(Exercise brief) Rewrite the records from the line with "Where can the van tire" up to and including the line with "<point>14,188</point>", changing "van tire" to "van wheel" wherever it occurs and keeping everything else the same.

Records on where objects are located
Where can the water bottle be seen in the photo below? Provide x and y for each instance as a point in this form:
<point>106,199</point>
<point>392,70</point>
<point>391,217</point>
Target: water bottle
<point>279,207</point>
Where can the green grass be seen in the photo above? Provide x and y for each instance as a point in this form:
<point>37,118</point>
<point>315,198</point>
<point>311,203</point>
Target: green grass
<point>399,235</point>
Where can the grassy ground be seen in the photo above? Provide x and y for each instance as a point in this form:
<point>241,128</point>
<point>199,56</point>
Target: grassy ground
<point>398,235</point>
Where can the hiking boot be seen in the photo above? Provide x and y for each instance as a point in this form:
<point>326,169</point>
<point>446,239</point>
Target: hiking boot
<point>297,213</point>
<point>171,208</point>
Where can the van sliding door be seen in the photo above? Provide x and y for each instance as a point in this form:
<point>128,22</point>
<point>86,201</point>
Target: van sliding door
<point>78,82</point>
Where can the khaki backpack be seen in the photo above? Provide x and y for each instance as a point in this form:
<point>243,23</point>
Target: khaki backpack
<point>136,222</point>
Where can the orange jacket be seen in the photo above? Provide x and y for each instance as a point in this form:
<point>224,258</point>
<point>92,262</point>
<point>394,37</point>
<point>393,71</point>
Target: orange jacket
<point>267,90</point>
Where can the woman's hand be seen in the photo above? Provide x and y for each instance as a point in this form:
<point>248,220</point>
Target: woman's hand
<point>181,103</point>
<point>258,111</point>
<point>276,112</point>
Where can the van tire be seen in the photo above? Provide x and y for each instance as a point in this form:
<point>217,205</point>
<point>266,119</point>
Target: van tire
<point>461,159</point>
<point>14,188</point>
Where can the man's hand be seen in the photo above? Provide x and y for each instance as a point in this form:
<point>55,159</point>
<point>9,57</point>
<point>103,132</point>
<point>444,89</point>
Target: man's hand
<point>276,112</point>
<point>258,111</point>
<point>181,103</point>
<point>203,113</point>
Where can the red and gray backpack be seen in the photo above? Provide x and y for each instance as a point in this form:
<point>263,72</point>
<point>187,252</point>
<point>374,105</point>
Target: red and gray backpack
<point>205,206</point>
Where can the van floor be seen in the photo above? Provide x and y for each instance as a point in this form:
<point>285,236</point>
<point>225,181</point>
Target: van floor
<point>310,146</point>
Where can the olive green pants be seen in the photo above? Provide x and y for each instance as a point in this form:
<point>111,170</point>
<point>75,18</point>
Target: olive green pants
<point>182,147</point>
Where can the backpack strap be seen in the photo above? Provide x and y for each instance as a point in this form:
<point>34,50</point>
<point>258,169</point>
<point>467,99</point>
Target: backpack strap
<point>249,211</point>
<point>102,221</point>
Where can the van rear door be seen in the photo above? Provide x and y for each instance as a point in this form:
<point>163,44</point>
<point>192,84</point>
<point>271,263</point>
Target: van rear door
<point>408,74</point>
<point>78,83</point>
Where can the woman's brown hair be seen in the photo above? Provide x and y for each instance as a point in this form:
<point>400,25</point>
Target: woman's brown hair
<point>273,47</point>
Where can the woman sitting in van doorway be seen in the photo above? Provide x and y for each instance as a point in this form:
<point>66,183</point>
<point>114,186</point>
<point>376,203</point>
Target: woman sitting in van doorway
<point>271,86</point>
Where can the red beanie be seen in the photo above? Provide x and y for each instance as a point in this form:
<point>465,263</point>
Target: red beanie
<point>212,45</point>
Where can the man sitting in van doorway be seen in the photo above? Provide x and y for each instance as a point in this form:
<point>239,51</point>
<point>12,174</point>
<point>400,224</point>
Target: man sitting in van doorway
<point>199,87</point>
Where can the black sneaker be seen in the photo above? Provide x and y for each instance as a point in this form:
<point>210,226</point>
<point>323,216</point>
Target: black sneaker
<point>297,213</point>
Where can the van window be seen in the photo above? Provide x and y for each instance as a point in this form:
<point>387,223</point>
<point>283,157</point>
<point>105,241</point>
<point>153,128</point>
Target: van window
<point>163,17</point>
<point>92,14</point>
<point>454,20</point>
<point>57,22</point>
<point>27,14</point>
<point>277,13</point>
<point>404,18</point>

--

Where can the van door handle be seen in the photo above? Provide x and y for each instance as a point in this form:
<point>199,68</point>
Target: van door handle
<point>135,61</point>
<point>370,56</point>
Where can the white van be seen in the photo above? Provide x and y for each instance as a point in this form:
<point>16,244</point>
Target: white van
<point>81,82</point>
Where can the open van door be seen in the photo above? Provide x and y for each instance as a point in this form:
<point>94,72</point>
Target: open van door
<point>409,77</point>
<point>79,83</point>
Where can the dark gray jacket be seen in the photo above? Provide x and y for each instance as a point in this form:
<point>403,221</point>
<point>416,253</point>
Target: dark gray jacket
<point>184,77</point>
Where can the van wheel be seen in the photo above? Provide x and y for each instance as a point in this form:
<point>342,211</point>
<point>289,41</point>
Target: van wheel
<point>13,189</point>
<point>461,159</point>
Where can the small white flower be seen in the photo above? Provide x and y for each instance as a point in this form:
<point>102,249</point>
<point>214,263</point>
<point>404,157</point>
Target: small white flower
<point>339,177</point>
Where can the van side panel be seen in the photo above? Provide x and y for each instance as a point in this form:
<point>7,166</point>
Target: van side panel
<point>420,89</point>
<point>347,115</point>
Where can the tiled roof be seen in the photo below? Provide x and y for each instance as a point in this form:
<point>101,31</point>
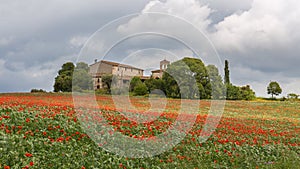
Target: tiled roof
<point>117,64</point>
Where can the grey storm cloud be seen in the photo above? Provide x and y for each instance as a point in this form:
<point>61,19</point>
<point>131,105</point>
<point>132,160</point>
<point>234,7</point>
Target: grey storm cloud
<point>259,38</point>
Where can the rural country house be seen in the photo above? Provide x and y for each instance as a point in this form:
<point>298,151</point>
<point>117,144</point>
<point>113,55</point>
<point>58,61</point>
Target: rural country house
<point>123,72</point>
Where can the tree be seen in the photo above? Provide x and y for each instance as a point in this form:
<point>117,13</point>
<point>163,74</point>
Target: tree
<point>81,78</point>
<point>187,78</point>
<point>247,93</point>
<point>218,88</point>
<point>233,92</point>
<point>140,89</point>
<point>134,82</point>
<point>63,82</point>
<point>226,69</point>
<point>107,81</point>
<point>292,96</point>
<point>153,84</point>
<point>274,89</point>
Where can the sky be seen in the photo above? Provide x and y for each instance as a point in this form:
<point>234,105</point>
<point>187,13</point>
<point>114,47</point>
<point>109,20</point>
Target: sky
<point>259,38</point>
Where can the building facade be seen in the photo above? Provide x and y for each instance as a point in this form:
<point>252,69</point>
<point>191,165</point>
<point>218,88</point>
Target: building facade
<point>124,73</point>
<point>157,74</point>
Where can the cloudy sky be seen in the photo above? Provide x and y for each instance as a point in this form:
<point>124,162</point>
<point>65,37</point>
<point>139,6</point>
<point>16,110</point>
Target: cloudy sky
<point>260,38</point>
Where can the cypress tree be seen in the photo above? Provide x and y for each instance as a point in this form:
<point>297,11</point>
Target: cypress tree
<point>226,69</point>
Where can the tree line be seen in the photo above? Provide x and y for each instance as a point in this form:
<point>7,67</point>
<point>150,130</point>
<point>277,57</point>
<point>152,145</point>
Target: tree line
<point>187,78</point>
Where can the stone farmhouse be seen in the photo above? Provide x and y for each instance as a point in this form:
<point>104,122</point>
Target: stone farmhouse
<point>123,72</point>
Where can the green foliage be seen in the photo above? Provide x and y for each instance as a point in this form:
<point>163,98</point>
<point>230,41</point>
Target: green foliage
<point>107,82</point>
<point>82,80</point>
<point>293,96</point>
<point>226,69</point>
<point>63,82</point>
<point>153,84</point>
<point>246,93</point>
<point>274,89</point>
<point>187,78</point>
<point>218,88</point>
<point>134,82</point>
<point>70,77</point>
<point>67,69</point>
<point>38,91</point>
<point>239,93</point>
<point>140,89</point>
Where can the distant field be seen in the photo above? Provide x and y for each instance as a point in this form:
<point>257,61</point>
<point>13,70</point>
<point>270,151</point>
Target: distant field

...

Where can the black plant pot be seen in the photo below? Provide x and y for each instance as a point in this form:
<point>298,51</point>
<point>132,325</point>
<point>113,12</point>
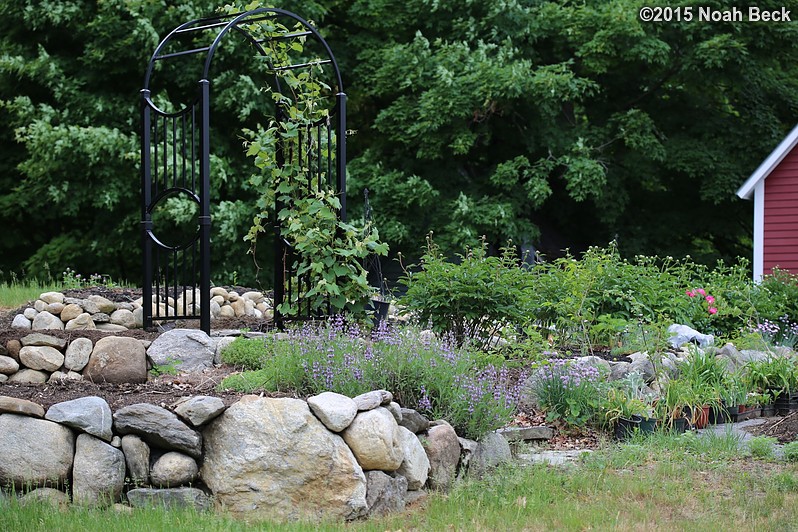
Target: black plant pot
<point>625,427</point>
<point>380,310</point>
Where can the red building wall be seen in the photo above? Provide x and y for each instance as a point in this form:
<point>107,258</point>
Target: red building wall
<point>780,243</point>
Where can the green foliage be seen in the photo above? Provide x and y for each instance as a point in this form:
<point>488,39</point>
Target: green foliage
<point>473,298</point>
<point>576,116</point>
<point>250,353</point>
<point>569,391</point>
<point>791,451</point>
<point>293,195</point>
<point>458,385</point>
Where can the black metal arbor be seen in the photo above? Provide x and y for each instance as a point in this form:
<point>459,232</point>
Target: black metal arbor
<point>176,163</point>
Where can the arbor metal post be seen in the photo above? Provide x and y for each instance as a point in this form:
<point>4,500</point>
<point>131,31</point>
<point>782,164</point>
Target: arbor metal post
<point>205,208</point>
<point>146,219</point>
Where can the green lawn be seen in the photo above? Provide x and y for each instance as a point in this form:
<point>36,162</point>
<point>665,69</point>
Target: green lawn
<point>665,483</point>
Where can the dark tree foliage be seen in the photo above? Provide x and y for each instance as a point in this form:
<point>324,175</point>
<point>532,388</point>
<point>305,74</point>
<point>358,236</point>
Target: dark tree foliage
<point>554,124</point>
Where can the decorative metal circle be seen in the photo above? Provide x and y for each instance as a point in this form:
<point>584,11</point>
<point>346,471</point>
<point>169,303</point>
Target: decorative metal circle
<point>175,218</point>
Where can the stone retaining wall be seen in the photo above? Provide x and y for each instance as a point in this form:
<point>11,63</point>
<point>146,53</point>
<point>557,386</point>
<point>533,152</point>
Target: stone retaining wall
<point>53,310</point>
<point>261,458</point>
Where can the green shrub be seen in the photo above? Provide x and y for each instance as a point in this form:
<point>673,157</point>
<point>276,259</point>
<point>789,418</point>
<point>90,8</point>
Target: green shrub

(Output below)
Where can the van wheel be seen in the photo above? Provide x and y for each instance as a point in this form:
<point>217,205</point>
<point>266,119</point>
Target: van wheel
<point>461,159</point>
<point>14,188</point>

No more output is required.